# INFORMATION SUPPLIED
────────────────────
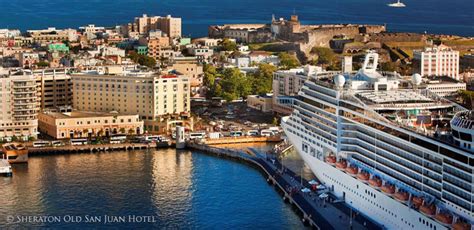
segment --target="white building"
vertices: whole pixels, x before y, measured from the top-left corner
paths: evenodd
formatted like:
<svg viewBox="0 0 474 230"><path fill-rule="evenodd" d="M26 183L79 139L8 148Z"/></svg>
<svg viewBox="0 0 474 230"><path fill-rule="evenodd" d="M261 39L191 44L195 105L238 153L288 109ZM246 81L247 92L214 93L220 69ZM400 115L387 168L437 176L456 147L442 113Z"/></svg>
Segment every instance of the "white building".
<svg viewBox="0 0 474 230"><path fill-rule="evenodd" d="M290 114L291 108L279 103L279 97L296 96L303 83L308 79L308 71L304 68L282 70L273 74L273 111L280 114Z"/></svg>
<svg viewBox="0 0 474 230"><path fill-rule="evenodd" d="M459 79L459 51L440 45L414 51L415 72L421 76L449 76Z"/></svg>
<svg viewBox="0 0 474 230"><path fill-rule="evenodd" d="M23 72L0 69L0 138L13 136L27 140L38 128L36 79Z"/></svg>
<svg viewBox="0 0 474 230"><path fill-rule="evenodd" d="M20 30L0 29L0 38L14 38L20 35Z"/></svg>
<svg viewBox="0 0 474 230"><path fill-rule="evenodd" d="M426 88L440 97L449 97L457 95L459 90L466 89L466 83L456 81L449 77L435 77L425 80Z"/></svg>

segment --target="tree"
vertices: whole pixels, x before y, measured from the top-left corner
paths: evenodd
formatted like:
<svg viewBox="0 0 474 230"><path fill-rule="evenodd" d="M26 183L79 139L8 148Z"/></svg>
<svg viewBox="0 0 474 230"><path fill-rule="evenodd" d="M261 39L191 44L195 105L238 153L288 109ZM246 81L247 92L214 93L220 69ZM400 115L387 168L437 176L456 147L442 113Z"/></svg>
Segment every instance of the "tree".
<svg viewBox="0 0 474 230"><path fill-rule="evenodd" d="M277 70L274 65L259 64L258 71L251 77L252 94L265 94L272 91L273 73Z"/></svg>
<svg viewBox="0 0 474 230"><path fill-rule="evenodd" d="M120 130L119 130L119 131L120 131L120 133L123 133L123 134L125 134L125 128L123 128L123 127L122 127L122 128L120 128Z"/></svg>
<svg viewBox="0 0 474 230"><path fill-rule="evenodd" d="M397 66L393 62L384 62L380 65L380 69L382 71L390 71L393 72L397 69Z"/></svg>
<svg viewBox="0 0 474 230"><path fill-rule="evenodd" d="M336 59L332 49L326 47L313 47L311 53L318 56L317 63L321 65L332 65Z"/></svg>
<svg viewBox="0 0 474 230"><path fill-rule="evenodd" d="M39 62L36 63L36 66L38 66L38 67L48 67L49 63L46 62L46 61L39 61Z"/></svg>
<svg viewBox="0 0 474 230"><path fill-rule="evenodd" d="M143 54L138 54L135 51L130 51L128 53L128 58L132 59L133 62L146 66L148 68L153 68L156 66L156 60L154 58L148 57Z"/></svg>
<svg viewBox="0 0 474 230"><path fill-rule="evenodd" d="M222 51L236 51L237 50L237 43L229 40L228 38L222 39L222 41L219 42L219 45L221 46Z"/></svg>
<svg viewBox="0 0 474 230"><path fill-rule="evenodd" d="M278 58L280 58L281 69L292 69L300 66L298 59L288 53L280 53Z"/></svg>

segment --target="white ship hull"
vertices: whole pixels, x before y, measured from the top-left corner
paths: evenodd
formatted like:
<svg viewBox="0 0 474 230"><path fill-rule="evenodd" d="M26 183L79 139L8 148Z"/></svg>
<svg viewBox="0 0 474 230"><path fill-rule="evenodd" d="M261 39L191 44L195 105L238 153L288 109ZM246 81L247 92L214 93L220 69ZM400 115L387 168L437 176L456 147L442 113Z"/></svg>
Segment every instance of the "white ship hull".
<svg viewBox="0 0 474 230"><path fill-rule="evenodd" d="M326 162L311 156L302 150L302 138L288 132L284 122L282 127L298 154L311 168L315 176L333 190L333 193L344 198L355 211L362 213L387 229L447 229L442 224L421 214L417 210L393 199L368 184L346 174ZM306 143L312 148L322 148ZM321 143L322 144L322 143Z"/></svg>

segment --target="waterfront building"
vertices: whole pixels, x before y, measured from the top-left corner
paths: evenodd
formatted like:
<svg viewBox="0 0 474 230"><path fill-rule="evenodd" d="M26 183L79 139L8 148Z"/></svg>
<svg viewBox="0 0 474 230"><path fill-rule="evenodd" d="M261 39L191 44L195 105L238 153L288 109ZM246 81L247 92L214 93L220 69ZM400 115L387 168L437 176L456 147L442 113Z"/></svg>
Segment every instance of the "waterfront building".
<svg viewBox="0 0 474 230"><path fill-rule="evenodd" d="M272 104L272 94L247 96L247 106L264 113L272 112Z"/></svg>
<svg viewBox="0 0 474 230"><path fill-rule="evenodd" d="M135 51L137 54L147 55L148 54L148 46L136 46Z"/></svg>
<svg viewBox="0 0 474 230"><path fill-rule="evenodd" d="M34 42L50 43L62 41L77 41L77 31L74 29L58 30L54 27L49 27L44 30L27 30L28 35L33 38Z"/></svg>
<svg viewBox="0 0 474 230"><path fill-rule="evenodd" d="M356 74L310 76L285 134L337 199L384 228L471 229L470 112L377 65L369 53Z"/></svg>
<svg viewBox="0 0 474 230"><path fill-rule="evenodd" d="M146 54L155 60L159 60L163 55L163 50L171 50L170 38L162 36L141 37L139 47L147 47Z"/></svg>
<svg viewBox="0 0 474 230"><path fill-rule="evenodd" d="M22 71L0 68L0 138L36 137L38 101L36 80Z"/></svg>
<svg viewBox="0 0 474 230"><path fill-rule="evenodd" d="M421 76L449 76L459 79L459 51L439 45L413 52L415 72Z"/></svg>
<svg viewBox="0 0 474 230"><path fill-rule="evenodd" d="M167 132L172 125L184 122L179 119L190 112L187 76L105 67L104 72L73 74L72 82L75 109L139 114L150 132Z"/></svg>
────────────────────
# PROBLEM DETAILS
Once the pictures are set aside, give the listing again word for word.

# EXPECTED ANSWER
segment --target="white building"
vertices: whole pixels, x before y, measured from the top-left corner
paths: evenodd
formatted like:
<svg viewBox="0 0 474 230"><path fill-rule="evenodd" d="M26 183L79 139L8 148Z"/></svg>
<svg viewBox="0 0 474 230"><path fill-rule="evenodd" d="M261 39L191 44L195 105L238 153L288 109ZM246 81L247 92L214 93L220 69ZM400 115L387 168L437 176L456 147L442 113Z"/></svg>
Segment every instance of the "white building".
<svg viewBox="0 0 474 230"><path fill-rule="evenodd" d="M290 114L291 108L279 103L279 97L296 96L303 83L308 79L308 71L304 68L282 70L273 74L273 111L280 114Z"/></svg>
<svg viewBox="0 0 474 230"><path fill-rule="evenodd" d="M459 79L459 51L440 45L414 51L415 72L421 76L449 76Z"/></svg>
<svg viewBox="0 0 474 230"><path fill-rule="evenodd" d="M23 72L0 69L0 138L13 136L27 140L38 128L36 79Z"/></svg>
<svg viewBox="0 0 474 230"><path fill-rule="evenodd" d="M20 30L0 29L0 38L14 38L20 35Z"/></svg>
<svg viewBox="0 0 474 230"><path fill-rule="evenodd" d="M426 88L440 97L449 97L457 95L459 90L466 89L466 83L456 81L449 77L435 77L425 80Z"/></svg>

segment --target="tree"
vertices: whole pixels, x before y, measured from the top-left corner
paths: evenodd
formatted like:
<svg viewBox="0 0 474 230"><path fill-rule="evenodd" d="M26 183L79 139L8 148Z"/></svg>
<svg viewBox="0 0 474 230"><path fill-rule="evenodd" d="M261 39L191 44L195 105L238 153L288 109ZM246 81L247 92L214 93L220 69ZM400 115L387 168L437 176L456 147L442 113Z"/></svg>
Segment every instance of the "tree".
<svg viewBox="0 0 474 230"><path fill-rule="evenodd" d="M277 70L274 65L259 64L258 71L251 77L252 94L265 94L272 91L273 73Z"/></svg>
<svg viewBox="0 0 474 230"><path fill-rule="evenodd" d="M120 130L119 130L119 131L120 131L120 133L123 133L123 134L125 134L125 128L123 128L123 127L122 127L122 128L120 128Z"/></svg>
<svg viewBox="0 0 474 230"><path fill-rule="evenodd" d="M397 66L393 62L384 62L380 65L380 69L382 71L390 71L393 72L397 69Z"/></svg>
<svg viewBox="0 0 474 230"><path fill-rule="evenodd" d="M336 59L332 49L326 47L313 47L311 53L318 56L317 63L321 65L332 65Z"/></svg>
<svg viewBox="0 0 474 230"><path fill-rule="evenodd" d="M39 62L36 63L36 66L38 66L38 67L48 67L49 63L46 62L46 61L39 61Z"/></svg>
<svg viewBox="0 0 474 230"><path fill-rule="evenodd" d="M143 54L138 54L135 51L130 51L128 53L128 58L132 59L133 62L146 66L148 68L153 68L156 66L156 60L154 58L148 57Z"/></svg>
<svg viewBox="0 0 474 230"><path fill-rule="evenodd" d="M222 51L236 51L237 50L237 43L229 40L228 38L222 39L222 41L219 42L219 45L221 46Z"/></svg>
<svg viewBox="0 0 474 230"><path fill-rule="evenodd" d="M278 58L280 58L281 69L292 69L300 66L298 59L288 53L280 53Z"/></svg>

segment --target="white ship hull"
vertices: whole pixels, x before y, measured from the top-left corner
paths: evenodd
formatted like:
<svg viewBox="0 0 474 230"><path fill-rule="evenodd" d="M26 183L79 139L8 148Z"/></svg>
<svg viewBox="0 0 474 230"><path fill-rule="evenodd" d="M261 39L191 44L195 105L238 153L288 109ZM246 81L247 92L214 93L220 69ZM400 115L387 168L437 176L456 147L442 113Z"/></svg>
Segment every instance of the "white ship hull".
<svg viewBox="0 0 474 230"><path fill-rule="evenodd" d="M326 162L311 156L302 150L302 138L288 132L284 122L282 127L298 154L311 168L315 176L333 190L333 193L344 198L355 211L362 213L387 229L447 229L442 224L421 214L417 210L393 199L368 184L346 174ZM306 143L312 148L322 148ZM321 143L322 144L322 143Z"/></svg>

segment --target="waterfront building"
vertices: whole pixels, x before y, measured from the top-left corner
paths: evenodd
formatted like:
<svg viewBox="0 0 474 230"><path fill-rule="evenodd" d="M26 183L79 139L8 148Z"/></svg>
<svg viewBox="0 0 474 230"><path fill-rule="evenodd" d="M261 39L191 44L195 105L238 153L288 109ZM246 81L247 92L214 93L220 69ZM400 115L387 168L437 176L456 147L442 113Z"/></svg>
Segment every instance of the "waterfront building".
<svg viewBox="0 0 474 230"><path fill-rule="evenodd" d="M272 104L272 94L247 96L247 106L264 113L272 112Z"/></svg>
<svg viewBox="0 0 474 230"><path fill-rule="evenodd" d="M135 51L137 54L147 55L148 54L148 46L136 46Z"/></svg>
<svg viewBox="0 0 474 230"><path fill-rule="evenodd" d="M34 42L50 43L62 41L77 41L77 31L74 29L58 30L54 27L49 27L44 30L27 30L28 35L33 38Z"/></svg>
<svg viewBox="0 0 474 230"><path fill-rule="evenodd" d="M356 74L310 76L285 134L337 199L384 228L471 229L470 112L377 65L369 53Z"/></svg>
<svg viewBox="0 0 474 230"><path fill-rule="evenodd" d="M146 54L155 60L159 60L163 55L163 50L171 50L170 38L162 36L141 37L139 47L147 47Z"/></svg>
<svg viewBox="0 0 474 230"><path fill-rule="evenodd" d="M22 71L0 68L0 138L36 137L38 101L36 80Z"/></svg>
<svg viewBox="0 0 474 230"><path fill-rule="evenodd" d="M421 76L449 76L459 79L459 51L439 45L413 52L415 72Z"/></svg>
<svg viewBox="0 0 474 230"><path fill-rule="evenodd" d="M167 132L172 125L184 122L179 119L190 112L187 76L105 67L104 72L73 74L72 82L75 109L139 114L150 132Z"/></svg>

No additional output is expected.